## Your goal:
Every line of the material must be given again verbatim. Skip the images.

BEGIN

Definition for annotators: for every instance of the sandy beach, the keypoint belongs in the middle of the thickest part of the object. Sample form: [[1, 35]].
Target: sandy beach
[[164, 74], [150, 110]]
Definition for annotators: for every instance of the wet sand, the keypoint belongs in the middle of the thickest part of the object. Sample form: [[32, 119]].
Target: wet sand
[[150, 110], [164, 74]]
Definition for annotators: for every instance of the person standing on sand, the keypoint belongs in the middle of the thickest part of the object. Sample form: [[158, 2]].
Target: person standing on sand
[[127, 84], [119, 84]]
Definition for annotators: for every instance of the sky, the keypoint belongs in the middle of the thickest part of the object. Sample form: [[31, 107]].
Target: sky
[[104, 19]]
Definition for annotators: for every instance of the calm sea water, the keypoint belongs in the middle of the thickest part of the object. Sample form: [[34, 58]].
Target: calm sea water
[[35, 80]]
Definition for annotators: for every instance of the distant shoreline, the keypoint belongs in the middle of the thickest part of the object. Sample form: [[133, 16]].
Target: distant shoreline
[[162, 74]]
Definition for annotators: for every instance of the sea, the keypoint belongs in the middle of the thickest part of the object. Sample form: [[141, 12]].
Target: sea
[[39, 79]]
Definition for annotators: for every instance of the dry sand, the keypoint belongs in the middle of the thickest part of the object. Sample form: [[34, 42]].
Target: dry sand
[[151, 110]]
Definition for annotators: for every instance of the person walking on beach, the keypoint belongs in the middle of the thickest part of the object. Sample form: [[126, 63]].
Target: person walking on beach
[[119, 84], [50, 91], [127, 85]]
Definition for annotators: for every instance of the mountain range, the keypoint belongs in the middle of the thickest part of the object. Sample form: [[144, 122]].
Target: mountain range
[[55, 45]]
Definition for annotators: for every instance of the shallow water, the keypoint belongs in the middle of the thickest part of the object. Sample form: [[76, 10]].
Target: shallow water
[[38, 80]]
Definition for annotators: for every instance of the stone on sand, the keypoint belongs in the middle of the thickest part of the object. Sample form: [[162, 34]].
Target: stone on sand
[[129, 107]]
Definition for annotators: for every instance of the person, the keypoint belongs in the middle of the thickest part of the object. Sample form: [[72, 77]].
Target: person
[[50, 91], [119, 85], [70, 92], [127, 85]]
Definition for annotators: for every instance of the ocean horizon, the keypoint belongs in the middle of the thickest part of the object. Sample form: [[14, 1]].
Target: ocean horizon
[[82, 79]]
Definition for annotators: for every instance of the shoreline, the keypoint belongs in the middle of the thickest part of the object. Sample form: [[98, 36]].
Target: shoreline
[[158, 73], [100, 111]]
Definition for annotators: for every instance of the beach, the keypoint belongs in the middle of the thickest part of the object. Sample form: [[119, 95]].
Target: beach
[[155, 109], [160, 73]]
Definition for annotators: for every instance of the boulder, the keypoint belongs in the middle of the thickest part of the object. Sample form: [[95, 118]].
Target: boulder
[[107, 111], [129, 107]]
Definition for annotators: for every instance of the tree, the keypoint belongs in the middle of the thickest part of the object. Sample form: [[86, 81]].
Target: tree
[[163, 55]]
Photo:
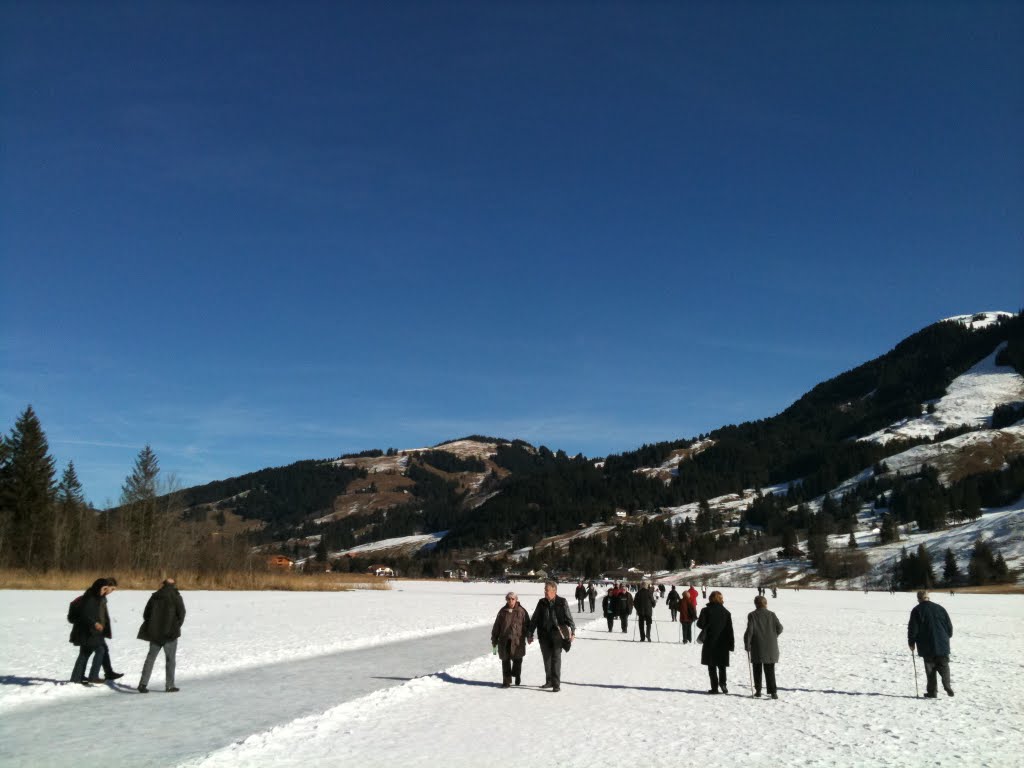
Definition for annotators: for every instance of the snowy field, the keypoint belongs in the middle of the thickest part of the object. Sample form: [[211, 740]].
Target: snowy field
[[406, 678]]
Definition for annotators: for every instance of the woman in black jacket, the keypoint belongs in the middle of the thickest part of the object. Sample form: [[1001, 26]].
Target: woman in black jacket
[[718, 643], [87, 631]]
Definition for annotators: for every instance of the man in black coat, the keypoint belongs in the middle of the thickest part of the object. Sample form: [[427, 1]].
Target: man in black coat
[[164, 614], [553, 624], [644, 604], [930, 629], [719, 641], [88, 629]]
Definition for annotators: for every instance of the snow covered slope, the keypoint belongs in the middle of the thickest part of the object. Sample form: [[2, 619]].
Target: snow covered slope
[[969, 399], [847, 694]]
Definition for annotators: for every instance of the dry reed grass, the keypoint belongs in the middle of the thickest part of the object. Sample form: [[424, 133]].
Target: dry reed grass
[[244, 581]]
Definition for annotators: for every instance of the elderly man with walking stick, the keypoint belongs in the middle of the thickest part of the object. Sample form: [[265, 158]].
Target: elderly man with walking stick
[[761, 642], [930, 630]]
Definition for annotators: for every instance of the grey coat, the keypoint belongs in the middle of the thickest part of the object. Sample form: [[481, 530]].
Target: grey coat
[[509, 632], [761, 637]]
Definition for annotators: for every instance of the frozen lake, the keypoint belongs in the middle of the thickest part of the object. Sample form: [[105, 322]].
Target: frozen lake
[[407, 677]]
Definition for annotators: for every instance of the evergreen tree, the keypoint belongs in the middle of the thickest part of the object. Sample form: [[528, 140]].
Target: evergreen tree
[[950, 571], [927, 579], [73, 529], [138, 509], [28, 491]]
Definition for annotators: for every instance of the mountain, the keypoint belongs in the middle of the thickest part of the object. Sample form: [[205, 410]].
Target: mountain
[[925, 435]]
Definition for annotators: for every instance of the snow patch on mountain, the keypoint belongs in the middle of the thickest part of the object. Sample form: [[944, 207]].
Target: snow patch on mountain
[[970, 399]]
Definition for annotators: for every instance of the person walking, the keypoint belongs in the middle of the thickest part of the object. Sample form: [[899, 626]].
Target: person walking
[[550, 622], [87, 632], [163, 616], [644, 604], [761, 641], [673, 602], [608, 607], [691, 595], [930, 629], [625, 607], [508, 636], [687, 615], [719, 641], [109, 673]]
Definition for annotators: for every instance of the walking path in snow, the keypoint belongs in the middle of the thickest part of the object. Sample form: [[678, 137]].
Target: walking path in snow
[[164, 729]]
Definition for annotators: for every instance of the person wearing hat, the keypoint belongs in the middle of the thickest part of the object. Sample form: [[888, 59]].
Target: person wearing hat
[[508, 636], [552, 617], [930, 630]]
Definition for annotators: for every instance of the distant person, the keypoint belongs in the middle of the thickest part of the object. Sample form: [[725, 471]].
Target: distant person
[[687, 615], [609, 607], [691, 595], [761, 641], [163, 616], [550, 622], [719, 641], [644, 604], [673, 602], [625, 607], [508, 635], [930, 629], [87, 631]]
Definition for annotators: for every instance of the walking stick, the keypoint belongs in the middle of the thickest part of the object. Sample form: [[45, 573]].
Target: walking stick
[[750, 671], [916, 690]]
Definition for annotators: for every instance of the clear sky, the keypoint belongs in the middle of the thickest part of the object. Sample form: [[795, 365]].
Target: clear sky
[[249, 233]]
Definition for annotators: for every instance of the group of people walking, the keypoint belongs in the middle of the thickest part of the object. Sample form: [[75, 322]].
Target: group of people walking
[[90, 620], [929, 631]]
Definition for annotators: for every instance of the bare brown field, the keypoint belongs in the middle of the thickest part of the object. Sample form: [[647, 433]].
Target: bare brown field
[[251, 582]]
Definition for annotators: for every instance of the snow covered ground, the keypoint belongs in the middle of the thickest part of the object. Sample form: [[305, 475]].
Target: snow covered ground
[[379, 679]]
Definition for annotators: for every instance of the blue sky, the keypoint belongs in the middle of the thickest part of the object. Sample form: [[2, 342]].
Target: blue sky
[[251, 233]]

END

## Task response:
Definition for annotators: for every instance of the sandy beach, the keypoint belongs in the middle of the thickest part of the object. Sample form: [[1, 35]].
Target: sandy beach
[[164, 74], [150, 110]]
Definition for annotators: for every instance of the wet sand, the keypoint belongs in the middle of the thickest part of the object. Sample form: [[32, 119]].
Target: wet sand
[[150, 110], [164, 74]]
Definition for annotators: for every instance of the person standing on sand, the keypoint belongs in the middle of the thickest part of the object. Sample form: [[158, 2]].
Target: person standing on sand
[[127, 84], [119, 84]]
Definition for annotators: for every instance of the sky, the keypoint belongs in the middle of the thickest part of the object. Sample form: [[31, 107]].
Target: sky
[[104, 19]]
Definition for annotators: for every instance of the calm sea water, the keypoint belongs in the middle of the thickest part of the object. Sample form: [[34, 58]].
Target: calm sea water
[[35, 80]]
Definition for annotators: for every instance of the distant shoreline, the keypoint belongs in the middle of the thickest part of the object. Sample form: [[133, 16]].
Target: distant shoreline
[[162, 74]]
Definition for annotators: for every instance of the sea, the keypoint belongs in the middle of the thickest part of the object. Sample form: [[141, 12]].
Target: sea
[[39, 79]]
Definition for annotators: for every instance of the dry sand, the keypoint belongs in the middle of the thickest part of the object. Sample form: [[34, 42]].
Target: dry sand
[[151, 110]]
Definition for annotators: for every instance of the person walking on beach, the keypoint belongs in the middle of the thickest part of the object. Sample form: [[126, 63]].
Target: person walking on beach
[[119, 84], [50, 91], [127, 85]]
Definition for annotators: for every instance of the mountain range, the keypoint belongs in the middle of the thickest part of the object. Sample form: [[144, 122]].
Target: mountain range
[[55, 45]]
Definition for annotators: for every instance of the shallow water, the keypoint belongs in the middle of the thickest part of the object. Sample form: [[76, 10]].
Target: shallow water
[[38, 80]]
Definition for annotators: for every instance of the stone on sand, the keypoint belongs in the middle of the thickest part of the object. Sample form: [[162, 34]].
Target: stone on sand
[[129, 107]]
Definition for annotators: for every instance of the person, the keypoint belongs in the middle of the thickest part of the object. Sample form: [[72, 77]].
Target: person
[[50, 91], [119, 85], [70, 92], [127, 85]]
Definition for annotators: for every instance of the ocean horizon, the keypoint belongs in the middle of the thickest part of the object. Sample form: [[14, 1]].
Target: ocean horizon
[[82, 79]]
Definition for annotators: for every instance of the shoreline, the keypoint belongs in the middle of the thickest part of the object. Sample form: [[98, 36]].
Target: shoreline
[[158, 73], [100, 111]]
Definition for annotators: for every instance of the beach, the keypoint belongs in the middle of the thickest part of the object. Sample form: [[119, 95]].
Target: beach
[[155, 109], [160, 73]]
Definition for annotators: for every instance of the boulder, the keypoint belongs in the middle of the thickest part of the object. Sample form: [[95, 118]].
Target: boulder
[[107, 111], [129, 107]]
Definition for annotators: for every instance of the tree, the keypoint belongs in the middle of the thickest part of the object. Sample form: [[86, 81]].
Target: tree
[[163, 55]]
Photo:
Definition for annotators: for every instance of the snowy field, the keypoint belongs in the middle of the thickest part of the object. Sample form: [[211, 740]].
Target: snowy field
[[406, 678]]
Definition for annotators: for every instance of the woman in black jacket, the keypoint belongs in the middle of the thickest part of the object. Sample form: [[1001, 26]].
Target: woman in black jacket
[[718, 643], [87, 631]]
Definition for annotators: for every instance of the man in black coat, the keypoint belongs in the middle of the thickest part of the object. Sample form: [[427, 1]].
Target: man in black coat
[[164, 614], [553, 624], [644, 604], [930, 629], [719, 641], [88, 629]]
Definition for annotators: for every instance of the snow covered slope, the keypoint belongs in the middle of the thickest part of the object. Sample form: [[2, 619]].
Target: snow covered slope
[[969, 399], [847, 694]]
Definition for annotators: for every instance of the dry reed grass, the keypoint belongs in the middle of the thickest part of the object. Sample form: [[424, 133]].
Target: dry reed grass
[[244, 581]]
Definition for annotators: for every instance of the elderly man with walking stick, the keypoint belongs in the middle of the thickest part of the object. Sample form: [[265, 158]].
Target: elderly man with walking stick
[[761, 642], [930, 630]]
Definition for annotators: for every instance of the grey coat, the keypoint belongs in the middle of the thickest part of the object. Sample form: [[481, 530]].
Target: grey coat
[[509, 632], [761, 637]]
Definition for annotators: for every instance of the frozen lake, the keypoint belongs in the middle of the thickest part of the object. Sample form: [[105, 322]].
Target: frozen lake
[[407, 677]]
Definition for annotators: for every instance of the evergreen tree, the keypoint belongs in the middle of the thickest part of the object. Sample form: [[528, 140]].
Target: evergreen tree
[[950, 571], [927, 579], [73, 529], [138, 509], [28, 491]]
Definition for annotators: for every instance of the mountain, the keypoint belongs in the middle of the thickest part of the object. Sample form: [[205, 410]].
Target: mountain
[[925, 435]]
Definition for annotators: for every instance of the snow patch on mountain, the keypoint belongs in the middle of the thickest part of the object. Sample form: [[944, 207]].
Target: snow patch on mountain
[[970, 399]]
Definition for annotators: for every instance of the person walking, the keypoint belongs in the middle of the thickest part of the object. Sample form: [[899, 626]].
Target: person walking
[[550, 622], [87, 632], [163, 616], [644, 604], [761, 641], [673, 602], [608, 607], [691, 595], [930, 629], [625, 607], [508, 636], [687, 615], [719, 641], [109, 673]]
Definition for annotators: for every instance of the walking path in snow, the keypoint belongs in the middle of the thickest part of the object. Sample form: [[678, 137]].
Target: walking path in snow
[[164, 729]]
Definition for annotators: for every instance of the person wearing hat, the keypoint belongs in the middle of the thickest part of the object. Sample form: [[888, 59]].
Target: person wearing hat
[[508, 636], [552, 617], [930, 630]]
Definition for annotators: for every instance of the distant person, the keypoint belongs in the middle of the thickest part of the object. Sample form: [[725, 471]].
Target: distant person
[[687, 615], [609, 607], [691, 595], [761, 641], [163, 616], [550, 622], [719, 641], [644, 604], [673, 602], [625, 607], [508, 635], [930, 629], [87, 631]]
Definition for annotators: for every instance of the walking stick, the keypoint belongs in the middle of the thickest part of the object. Sample form: [[45, 573]].
Target: walking stick
[[750, 671], [916, 690]]
Definition for annotators: for every instance of the clear sky, the keypoint belongs in the middle of the thickest part of the object. Sample form: [[795, 365]].
Target: clear sky
[[249, 233]]
Definition for annotators: for every instance of the group of people walking, the keypoint belongs in the middle of the thickest part of the object. Sample form: [[75, 322]].
Target: group of people walking
[[90, 620], [929, 631]]
Definition for annotators: for every instance of the bare brown field, the keypoint belongs in the middle of the thickest part of the object. Sample form: [[647, 433]].
Target: bare brown field
[[251, 582]]
Definition for annotators: for every instance of the snow covered ground, the keypoint belongs in the middle of the thickest part of the object. Sample form: [[305, 475]].
Target: snow covered ground
[[379, 679]]
Definition for annotators: for every instance of the blue sky, the keypoint belongs in the middle of the thickest part of the object. Sample form: [[2, 342]].
Target: blue sky
[[251, 233]]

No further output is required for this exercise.